§ WORK TO COMPLETE
Your answer should be the lines below from the one with "x=817, y=176" to the one with "x=540, y=550", both included, given again exactly and with nothing added.

:: MATERIAL SHOWN ::

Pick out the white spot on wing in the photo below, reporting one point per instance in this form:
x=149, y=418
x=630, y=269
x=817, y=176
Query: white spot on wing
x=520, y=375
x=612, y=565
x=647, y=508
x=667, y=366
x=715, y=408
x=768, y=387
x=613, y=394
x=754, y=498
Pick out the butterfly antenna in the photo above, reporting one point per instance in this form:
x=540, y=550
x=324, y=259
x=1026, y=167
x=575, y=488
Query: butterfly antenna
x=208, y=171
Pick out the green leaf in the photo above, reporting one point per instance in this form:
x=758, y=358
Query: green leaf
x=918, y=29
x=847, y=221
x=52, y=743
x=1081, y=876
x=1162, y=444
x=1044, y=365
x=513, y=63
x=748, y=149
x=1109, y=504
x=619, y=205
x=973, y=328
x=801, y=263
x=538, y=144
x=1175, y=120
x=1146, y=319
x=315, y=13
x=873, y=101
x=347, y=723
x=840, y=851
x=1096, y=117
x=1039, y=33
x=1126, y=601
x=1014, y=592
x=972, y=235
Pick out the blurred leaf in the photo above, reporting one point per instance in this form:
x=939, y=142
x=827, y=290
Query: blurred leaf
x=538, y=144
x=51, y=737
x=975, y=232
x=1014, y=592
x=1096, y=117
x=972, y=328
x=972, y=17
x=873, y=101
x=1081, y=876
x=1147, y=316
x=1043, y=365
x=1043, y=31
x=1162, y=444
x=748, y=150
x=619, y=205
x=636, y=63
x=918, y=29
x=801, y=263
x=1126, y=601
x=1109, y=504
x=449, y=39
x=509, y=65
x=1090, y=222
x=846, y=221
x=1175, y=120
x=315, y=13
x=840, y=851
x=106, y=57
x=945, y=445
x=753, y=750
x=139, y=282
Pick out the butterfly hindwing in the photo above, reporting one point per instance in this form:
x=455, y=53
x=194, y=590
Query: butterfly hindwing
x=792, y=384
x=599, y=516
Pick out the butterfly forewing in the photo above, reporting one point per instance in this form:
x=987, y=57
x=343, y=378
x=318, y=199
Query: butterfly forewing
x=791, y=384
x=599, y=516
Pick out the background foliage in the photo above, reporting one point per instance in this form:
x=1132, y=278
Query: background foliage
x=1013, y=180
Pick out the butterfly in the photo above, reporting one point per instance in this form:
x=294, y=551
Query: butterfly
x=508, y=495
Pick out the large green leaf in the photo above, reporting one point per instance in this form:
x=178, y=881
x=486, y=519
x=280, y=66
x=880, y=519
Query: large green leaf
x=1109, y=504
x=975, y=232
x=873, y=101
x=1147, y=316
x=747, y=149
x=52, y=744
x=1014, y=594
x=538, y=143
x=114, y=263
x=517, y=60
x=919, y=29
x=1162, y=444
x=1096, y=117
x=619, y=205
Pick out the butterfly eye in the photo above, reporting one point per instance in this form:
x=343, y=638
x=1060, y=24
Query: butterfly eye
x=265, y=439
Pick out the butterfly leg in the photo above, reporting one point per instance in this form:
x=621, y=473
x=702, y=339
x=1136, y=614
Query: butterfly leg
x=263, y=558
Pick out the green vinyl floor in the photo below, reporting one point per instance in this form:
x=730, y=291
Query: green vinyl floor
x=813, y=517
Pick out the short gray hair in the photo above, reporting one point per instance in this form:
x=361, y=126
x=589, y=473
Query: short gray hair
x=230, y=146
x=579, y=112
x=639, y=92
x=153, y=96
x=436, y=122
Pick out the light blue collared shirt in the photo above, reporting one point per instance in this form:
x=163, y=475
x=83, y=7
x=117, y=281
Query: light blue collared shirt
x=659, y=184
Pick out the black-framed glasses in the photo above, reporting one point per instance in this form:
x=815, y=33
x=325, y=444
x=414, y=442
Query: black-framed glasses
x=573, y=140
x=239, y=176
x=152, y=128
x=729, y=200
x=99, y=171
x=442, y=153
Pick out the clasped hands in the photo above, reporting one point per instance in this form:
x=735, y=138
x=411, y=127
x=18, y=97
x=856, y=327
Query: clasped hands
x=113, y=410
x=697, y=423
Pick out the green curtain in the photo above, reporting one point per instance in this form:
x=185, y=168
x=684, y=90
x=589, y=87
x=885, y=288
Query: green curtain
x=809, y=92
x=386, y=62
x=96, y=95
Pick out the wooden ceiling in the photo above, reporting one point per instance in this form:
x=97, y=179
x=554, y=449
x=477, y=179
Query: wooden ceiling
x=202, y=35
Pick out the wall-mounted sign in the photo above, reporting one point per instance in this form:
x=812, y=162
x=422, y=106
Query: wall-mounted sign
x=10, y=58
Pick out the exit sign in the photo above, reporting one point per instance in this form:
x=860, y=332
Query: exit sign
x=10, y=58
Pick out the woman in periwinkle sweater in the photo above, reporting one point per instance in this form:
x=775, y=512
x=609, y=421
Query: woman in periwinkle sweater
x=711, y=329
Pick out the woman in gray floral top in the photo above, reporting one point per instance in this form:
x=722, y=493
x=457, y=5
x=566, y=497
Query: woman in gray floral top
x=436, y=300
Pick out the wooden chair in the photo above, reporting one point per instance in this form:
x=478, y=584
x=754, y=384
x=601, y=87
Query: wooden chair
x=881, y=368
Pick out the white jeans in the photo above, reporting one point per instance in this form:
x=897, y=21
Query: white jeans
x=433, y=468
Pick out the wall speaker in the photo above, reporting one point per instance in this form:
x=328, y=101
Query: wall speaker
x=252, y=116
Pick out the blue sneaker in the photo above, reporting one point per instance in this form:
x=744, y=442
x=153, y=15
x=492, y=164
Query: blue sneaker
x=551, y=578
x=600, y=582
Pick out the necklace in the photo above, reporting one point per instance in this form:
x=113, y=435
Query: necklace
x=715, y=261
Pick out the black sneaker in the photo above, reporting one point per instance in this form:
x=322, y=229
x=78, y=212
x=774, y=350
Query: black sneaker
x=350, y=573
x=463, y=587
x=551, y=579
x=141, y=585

:::

§ RESULT OF THIS EXERCISE
x=817, y=176
Query: white spot on wing
x=520, y=375
x=612, y=565
x=647, y=508
x=667, y=366
x=715, y=408
x=768, y=387
x=613, y=394
x=754, y=498
Pick out the butterfly antenna in the photo above, reporting one point per instance in this form:
x=540, y=550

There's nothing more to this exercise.